Required work = Reproduce the listing below line for line without changing anything, and leave the pictures out.

(Raw records)
┌────────

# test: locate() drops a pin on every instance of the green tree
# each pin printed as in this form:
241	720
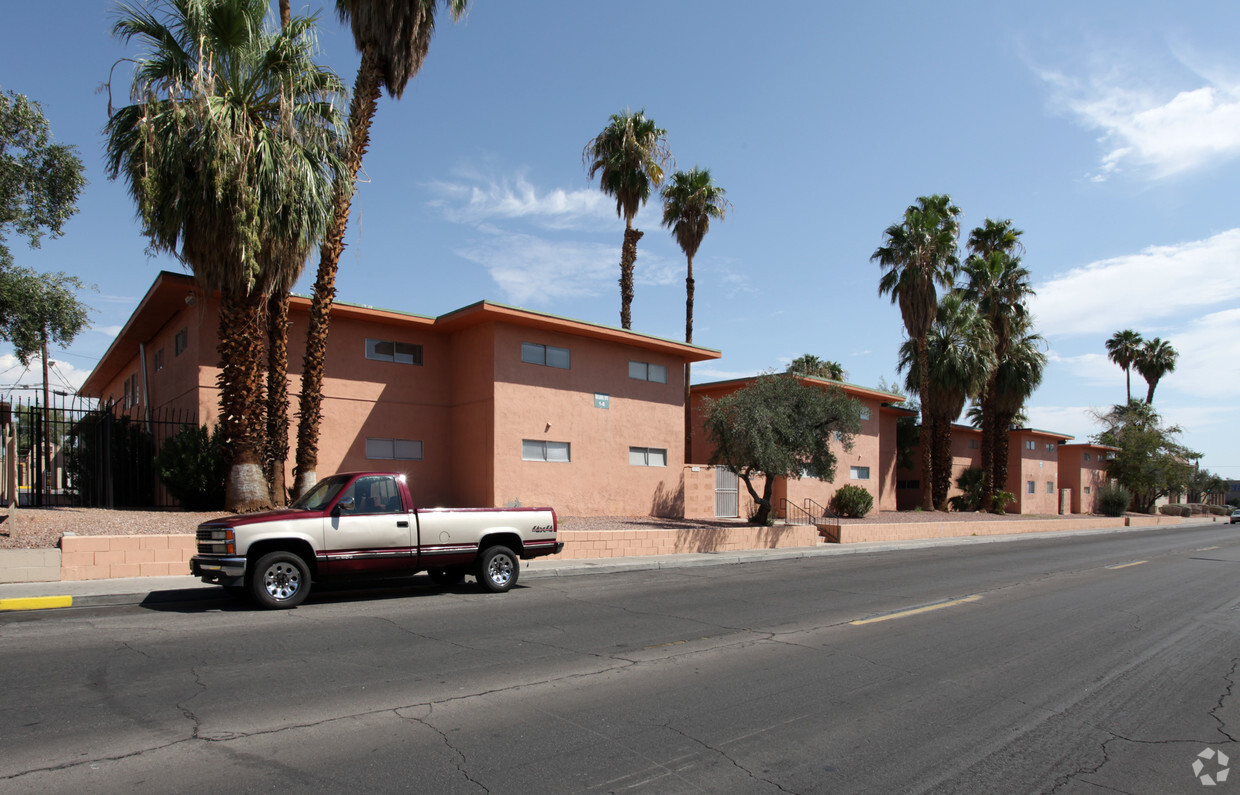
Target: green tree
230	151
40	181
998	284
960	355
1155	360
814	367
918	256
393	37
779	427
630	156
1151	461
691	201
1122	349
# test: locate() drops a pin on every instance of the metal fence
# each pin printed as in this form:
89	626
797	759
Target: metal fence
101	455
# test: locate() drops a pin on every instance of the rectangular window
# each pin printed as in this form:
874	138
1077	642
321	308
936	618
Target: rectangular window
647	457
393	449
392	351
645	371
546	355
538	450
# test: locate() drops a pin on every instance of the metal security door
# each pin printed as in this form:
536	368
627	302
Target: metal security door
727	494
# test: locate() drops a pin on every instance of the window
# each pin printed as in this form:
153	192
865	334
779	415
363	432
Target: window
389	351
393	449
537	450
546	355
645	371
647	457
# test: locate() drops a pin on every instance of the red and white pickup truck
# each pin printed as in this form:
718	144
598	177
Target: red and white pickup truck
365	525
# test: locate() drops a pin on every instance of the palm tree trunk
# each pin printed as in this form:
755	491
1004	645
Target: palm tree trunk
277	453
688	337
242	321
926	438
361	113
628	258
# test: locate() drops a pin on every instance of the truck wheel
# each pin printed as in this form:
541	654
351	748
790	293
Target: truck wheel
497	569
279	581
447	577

└────────

Correct answer =
# test: locate() drops a pin on every instance of the green tree
# each pin printed as in this form:
241	720
Target: green tree
230	151
40	181
998	284
960	355
1155	360
814	367
918	256
393	37
779	427
630	156
1151	461
691	201
1122	349
# test: locate() drops a pin on every instance of the metal fence
# each pin printed as in this form:
89	626
797	759
Target: metal fence
101	455
# test: locate() drops a pin on every instance of the rectangular window
# each pin printed as in this form:
874	138
1077	642
321	308
936	618
Target: rectangular window
647	457
393	449
392	351
645	371
546	355
538	450
# test: locate() drops a pin on every instance of the metal security door
# each pin printed as in this form:
536	368
627	302
Target: metal security door
727	494
# test: locate() drops a pin on every instance of the window
# each pin printed as in this form:
153	192
865	334
779	415
363	432
Target: window
389	351
393	449
537	450
546	355
645	371
647	457
# test: locate() drops a pin on every instance of the red and white pickup truck
# each pin printed as in this form:
718	144
598	177
Target: red and white pickup truck
365	525
# test: locate() drops a pin on every instance of the palm tree trunk
# each pin printed as in this form:
755	491
1004	645
Target: palm tree trunk
277	453
688	337
242	321
926	438
361	113
628	258
# test: locate() drops a pin on every instance of the truck wheel
# each pin printed as in this form:
541	654
351	748
790	293
Target: truck wheel
497	569
279	581
447	577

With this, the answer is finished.